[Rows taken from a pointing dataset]
· · · · · · ·

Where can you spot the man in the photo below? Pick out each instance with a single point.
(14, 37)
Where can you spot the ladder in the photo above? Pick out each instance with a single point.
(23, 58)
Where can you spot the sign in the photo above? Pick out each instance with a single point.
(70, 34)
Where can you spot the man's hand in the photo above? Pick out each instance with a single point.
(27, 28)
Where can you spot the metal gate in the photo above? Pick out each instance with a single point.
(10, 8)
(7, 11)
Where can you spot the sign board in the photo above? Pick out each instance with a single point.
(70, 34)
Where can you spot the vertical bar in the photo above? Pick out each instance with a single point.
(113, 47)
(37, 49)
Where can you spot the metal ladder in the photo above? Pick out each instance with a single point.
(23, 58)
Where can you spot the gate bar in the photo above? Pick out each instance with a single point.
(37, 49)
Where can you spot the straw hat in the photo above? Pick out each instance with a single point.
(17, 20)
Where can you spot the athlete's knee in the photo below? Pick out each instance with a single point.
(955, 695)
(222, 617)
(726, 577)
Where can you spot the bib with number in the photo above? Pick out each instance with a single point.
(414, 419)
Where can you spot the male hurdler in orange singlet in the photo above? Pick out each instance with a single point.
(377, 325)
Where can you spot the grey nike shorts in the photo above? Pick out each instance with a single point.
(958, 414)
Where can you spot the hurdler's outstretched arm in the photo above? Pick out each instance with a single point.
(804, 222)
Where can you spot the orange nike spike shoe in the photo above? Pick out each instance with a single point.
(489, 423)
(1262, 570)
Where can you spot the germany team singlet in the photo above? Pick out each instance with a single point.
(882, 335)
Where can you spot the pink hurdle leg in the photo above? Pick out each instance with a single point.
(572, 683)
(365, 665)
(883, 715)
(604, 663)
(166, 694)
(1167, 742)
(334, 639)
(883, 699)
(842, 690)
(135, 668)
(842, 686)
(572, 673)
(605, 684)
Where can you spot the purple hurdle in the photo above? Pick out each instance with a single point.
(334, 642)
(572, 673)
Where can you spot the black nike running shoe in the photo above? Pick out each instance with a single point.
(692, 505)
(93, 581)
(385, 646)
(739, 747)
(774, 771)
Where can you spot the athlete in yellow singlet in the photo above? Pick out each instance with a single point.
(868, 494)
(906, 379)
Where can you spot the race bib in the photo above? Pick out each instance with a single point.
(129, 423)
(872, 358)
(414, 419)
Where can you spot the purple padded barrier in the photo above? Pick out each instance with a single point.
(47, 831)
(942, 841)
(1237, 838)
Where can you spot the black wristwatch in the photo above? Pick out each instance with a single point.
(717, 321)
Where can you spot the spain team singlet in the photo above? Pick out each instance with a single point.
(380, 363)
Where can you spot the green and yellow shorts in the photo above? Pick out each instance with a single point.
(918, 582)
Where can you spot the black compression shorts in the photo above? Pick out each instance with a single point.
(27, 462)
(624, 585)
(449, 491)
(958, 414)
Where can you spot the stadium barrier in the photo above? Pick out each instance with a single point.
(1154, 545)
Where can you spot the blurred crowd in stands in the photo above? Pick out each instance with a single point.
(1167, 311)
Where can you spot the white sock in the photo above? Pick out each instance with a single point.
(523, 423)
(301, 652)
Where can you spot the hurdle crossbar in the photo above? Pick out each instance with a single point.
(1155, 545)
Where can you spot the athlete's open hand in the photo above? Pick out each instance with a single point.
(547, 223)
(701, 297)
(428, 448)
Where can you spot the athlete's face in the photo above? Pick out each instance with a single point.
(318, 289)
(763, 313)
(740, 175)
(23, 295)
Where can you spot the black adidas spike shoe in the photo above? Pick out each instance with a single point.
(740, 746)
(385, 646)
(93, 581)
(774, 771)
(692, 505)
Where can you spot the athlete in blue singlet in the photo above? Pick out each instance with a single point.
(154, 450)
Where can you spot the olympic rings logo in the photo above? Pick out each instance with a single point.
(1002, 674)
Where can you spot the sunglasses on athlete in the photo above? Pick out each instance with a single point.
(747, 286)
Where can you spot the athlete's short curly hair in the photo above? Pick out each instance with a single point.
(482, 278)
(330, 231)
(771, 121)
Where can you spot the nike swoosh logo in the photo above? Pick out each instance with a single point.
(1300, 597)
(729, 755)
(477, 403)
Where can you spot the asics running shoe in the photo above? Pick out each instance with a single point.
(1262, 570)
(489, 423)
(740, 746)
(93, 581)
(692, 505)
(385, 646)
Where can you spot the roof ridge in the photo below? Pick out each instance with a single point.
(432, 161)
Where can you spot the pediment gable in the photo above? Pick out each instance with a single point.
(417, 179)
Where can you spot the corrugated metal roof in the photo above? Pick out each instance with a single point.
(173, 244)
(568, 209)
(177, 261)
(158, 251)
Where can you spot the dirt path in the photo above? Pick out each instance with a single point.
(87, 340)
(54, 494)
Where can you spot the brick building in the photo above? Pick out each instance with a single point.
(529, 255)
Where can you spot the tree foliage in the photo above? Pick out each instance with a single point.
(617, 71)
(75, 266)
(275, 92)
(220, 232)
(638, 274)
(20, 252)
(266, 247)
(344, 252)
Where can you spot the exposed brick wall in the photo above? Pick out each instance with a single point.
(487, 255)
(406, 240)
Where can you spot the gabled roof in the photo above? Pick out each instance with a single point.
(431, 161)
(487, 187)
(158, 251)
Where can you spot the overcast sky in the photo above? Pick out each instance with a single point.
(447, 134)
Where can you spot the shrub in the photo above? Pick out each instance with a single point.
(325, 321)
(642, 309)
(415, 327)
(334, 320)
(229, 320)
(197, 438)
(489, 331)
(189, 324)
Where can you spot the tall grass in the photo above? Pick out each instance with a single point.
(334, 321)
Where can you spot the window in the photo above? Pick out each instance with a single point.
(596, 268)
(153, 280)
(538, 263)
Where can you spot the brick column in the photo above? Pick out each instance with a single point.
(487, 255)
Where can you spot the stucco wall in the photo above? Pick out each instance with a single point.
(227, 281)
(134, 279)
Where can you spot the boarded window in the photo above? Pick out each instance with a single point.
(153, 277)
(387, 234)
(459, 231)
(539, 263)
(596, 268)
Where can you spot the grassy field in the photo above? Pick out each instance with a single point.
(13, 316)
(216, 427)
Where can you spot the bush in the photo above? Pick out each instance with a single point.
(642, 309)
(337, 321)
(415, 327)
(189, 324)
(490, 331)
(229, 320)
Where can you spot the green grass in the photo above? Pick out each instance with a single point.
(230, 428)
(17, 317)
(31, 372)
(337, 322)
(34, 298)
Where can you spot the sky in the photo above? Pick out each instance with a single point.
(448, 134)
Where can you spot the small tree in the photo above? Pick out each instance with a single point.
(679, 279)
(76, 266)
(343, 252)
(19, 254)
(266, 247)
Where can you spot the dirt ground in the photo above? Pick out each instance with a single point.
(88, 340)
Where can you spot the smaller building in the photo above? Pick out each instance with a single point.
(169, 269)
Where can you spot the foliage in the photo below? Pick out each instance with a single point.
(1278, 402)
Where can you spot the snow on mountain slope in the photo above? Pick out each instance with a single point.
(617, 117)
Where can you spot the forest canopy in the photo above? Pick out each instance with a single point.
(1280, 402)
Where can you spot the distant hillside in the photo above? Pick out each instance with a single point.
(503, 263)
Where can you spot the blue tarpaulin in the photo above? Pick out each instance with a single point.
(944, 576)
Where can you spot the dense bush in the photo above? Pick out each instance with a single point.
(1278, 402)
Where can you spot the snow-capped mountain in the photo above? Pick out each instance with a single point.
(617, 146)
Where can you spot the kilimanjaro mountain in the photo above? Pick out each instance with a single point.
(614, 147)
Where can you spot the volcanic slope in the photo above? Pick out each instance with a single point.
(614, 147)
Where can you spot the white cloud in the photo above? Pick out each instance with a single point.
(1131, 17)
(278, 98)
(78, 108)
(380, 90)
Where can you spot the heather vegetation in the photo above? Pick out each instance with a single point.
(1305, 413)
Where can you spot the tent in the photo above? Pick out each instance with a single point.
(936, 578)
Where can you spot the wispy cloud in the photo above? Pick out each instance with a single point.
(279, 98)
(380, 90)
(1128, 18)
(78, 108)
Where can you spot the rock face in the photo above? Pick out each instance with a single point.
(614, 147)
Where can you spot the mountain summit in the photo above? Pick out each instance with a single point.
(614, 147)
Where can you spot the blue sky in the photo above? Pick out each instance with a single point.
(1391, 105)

· · · · · · ·

● **Challenge**: Put the lines from the one containing "Where can you spot the spain" through the one containing "(1154, 545)", both included, into a JSON list of strings with one string per line and no blank lines.

● **Response to the exercise**:
[
  "Where can you spot the spain team singlet in the photo above? Pick out each instance with a single point.",
  "(380, 363)",
  "Where can you spot the green and yellow shorts in the photo above? Pick out each instance with a single point.",
  "(918, 582)",
  "Where can you spot the black compression shorts in the photo above? Pick out each instance with a single point.",
  "(27, 462)",
  "(624, 585)",
  "(449, 491)",
  "(958, 414)",
  "Where can you spot the stadium barrier in the photo above? Pick out each instance with a single point.",
  "(1154, 545)"
]